• Instructions for the task:
Work out how many lines of the listing below include the string "rocky", and give that number alone.

Material for the task below:

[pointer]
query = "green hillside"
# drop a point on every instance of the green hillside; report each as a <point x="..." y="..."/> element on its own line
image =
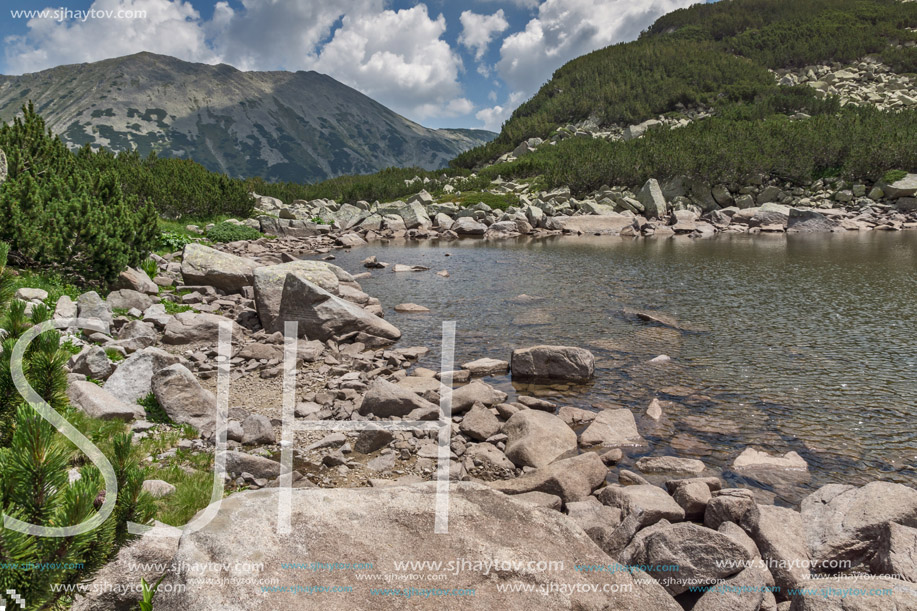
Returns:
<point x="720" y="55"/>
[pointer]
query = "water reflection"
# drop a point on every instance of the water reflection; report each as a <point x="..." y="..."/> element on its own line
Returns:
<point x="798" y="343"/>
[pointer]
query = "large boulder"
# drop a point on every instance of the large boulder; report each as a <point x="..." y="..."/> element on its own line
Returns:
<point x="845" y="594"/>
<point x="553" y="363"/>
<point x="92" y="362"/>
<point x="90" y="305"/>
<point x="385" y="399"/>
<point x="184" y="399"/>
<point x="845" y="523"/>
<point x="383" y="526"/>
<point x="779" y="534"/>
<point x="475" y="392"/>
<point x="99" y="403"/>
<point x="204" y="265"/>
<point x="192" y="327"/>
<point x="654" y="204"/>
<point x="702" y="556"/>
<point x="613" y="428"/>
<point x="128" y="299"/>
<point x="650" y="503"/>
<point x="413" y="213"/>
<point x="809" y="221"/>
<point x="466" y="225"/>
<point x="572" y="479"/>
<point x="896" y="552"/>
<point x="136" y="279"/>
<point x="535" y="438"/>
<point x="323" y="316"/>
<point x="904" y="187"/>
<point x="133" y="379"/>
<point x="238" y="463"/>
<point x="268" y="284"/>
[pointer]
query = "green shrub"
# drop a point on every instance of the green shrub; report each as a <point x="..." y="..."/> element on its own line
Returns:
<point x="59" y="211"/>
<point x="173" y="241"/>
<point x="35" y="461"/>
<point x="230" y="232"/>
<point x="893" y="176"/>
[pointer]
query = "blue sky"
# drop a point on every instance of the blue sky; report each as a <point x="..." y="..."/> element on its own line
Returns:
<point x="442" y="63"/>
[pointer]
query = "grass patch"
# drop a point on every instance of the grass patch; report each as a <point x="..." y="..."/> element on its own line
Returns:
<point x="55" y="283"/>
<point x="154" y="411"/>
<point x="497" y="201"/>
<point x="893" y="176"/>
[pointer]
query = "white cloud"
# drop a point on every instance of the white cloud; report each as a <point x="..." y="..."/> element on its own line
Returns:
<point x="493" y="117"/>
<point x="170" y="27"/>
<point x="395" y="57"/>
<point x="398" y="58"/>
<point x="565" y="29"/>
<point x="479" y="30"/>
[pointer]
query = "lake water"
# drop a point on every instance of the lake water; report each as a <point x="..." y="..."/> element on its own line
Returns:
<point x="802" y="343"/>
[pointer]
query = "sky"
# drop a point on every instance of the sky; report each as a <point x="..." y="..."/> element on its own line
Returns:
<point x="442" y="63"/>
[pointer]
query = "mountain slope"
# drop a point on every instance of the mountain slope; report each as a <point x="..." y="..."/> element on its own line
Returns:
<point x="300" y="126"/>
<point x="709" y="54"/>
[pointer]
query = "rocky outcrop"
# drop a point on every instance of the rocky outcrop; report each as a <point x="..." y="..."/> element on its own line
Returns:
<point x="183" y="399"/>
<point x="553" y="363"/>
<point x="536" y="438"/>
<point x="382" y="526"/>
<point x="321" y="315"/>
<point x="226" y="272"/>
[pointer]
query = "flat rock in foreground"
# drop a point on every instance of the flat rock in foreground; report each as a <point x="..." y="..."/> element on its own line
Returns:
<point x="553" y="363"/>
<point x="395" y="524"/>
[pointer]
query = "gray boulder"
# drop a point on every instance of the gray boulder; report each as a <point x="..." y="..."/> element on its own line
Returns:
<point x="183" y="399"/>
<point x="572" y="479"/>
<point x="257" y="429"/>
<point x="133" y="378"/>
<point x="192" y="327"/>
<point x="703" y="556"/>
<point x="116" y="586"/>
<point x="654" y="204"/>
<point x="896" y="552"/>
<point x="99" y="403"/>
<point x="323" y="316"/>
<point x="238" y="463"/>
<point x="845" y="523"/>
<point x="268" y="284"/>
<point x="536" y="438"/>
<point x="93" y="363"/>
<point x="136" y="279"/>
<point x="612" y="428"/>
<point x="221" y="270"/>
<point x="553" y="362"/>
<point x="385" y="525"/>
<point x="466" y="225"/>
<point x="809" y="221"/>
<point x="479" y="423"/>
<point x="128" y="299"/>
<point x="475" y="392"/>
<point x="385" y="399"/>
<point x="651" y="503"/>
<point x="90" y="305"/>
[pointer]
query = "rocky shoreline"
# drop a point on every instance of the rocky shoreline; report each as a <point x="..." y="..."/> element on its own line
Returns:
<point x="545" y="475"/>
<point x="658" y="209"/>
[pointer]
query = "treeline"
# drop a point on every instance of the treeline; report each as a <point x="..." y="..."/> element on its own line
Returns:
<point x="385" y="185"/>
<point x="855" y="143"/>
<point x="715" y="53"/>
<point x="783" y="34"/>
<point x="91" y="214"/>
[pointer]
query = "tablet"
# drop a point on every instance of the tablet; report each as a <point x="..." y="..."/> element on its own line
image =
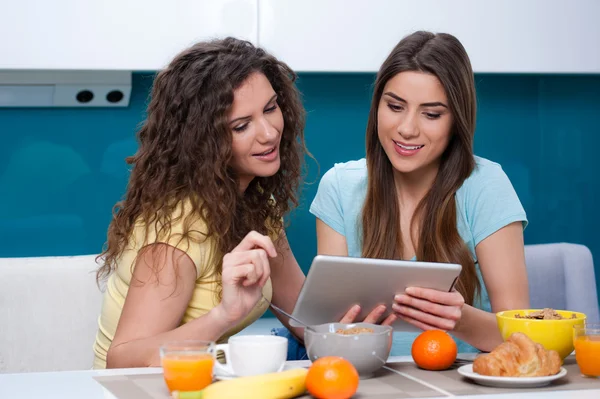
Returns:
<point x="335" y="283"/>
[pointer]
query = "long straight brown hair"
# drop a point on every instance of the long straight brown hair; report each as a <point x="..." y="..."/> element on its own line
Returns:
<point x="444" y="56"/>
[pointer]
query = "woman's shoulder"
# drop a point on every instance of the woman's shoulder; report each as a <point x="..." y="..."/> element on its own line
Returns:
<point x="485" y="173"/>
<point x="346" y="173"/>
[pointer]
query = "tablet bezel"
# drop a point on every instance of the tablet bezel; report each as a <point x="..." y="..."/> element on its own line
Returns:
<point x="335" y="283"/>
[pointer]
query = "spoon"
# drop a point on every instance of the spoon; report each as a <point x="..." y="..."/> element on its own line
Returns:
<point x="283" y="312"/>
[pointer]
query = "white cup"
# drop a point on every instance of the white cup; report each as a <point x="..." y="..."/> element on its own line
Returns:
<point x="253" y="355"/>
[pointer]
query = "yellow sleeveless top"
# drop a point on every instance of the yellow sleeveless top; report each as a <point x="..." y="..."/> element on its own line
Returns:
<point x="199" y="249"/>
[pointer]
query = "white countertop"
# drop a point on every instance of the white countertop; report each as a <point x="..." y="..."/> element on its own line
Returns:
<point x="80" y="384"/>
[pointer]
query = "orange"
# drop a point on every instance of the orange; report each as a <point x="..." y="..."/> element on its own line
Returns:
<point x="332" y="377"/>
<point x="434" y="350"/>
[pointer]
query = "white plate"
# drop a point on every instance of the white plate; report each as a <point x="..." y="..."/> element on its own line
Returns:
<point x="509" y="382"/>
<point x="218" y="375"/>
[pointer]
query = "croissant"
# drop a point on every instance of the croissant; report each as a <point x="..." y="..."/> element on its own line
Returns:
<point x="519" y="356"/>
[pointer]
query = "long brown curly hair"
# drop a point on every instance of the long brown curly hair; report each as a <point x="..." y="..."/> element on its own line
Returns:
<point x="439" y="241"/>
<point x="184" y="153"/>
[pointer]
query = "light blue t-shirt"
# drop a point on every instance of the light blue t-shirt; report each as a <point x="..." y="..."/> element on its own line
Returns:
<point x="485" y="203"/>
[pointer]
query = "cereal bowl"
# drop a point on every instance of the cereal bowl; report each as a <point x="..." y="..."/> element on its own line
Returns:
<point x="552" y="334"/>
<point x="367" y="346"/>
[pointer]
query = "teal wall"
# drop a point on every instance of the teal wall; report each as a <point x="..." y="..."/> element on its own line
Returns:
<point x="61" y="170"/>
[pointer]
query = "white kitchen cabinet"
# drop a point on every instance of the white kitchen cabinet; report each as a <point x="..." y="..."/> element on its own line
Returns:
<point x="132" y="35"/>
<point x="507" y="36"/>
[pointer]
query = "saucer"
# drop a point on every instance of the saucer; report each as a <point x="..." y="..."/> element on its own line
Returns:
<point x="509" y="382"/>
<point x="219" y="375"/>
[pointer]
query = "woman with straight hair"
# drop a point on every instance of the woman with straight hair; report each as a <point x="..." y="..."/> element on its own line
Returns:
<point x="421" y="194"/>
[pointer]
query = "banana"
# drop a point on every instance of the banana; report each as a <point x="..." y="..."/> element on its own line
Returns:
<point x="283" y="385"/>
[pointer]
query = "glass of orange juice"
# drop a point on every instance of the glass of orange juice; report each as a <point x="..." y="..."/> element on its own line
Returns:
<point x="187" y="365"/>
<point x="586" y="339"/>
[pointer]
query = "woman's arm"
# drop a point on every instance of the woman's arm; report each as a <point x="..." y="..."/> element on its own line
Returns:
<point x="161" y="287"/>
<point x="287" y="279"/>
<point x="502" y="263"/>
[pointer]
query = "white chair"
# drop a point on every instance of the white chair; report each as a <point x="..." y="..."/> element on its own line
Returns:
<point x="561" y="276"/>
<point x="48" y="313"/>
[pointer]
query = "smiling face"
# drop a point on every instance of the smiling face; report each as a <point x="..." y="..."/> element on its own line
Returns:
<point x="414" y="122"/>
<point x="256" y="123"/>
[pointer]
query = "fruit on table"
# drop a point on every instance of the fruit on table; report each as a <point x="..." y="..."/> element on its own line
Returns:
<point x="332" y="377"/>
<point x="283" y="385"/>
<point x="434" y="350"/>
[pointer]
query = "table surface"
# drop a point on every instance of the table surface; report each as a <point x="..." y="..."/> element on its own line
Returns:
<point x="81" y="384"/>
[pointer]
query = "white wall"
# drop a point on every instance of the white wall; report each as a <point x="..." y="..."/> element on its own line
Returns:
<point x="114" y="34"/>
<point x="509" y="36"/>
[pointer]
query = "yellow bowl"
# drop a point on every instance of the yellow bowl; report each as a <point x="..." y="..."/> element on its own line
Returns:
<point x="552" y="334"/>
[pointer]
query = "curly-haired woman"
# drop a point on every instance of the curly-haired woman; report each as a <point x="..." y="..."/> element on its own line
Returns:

End of Material for the task.
Material for the task below:

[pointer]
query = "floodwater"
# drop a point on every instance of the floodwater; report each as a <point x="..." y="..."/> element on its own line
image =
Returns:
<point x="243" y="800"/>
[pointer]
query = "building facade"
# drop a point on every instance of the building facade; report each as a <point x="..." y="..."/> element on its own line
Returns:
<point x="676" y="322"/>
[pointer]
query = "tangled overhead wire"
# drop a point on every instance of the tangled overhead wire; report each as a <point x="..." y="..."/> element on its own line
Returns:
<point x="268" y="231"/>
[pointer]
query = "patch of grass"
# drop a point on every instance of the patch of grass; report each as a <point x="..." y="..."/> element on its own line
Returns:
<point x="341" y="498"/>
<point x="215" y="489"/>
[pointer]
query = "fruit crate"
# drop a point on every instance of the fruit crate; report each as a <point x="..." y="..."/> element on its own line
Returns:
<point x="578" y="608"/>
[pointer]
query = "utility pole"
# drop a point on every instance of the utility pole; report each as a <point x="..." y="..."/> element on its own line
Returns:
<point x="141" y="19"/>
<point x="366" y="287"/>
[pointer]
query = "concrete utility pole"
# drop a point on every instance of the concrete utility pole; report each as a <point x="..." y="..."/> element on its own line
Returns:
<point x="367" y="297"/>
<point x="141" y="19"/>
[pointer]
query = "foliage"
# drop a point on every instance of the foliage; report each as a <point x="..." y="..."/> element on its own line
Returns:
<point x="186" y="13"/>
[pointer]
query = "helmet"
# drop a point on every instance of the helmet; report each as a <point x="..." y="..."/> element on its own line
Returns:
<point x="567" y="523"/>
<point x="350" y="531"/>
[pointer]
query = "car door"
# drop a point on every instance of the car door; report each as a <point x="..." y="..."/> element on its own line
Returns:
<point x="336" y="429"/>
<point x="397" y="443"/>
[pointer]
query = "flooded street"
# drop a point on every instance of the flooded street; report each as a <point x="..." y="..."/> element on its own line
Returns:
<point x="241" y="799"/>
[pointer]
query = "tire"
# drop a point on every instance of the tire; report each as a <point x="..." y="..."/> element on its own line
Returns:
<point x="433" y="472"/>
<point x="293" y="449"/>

End of Material for the task.

• Output for this task:
4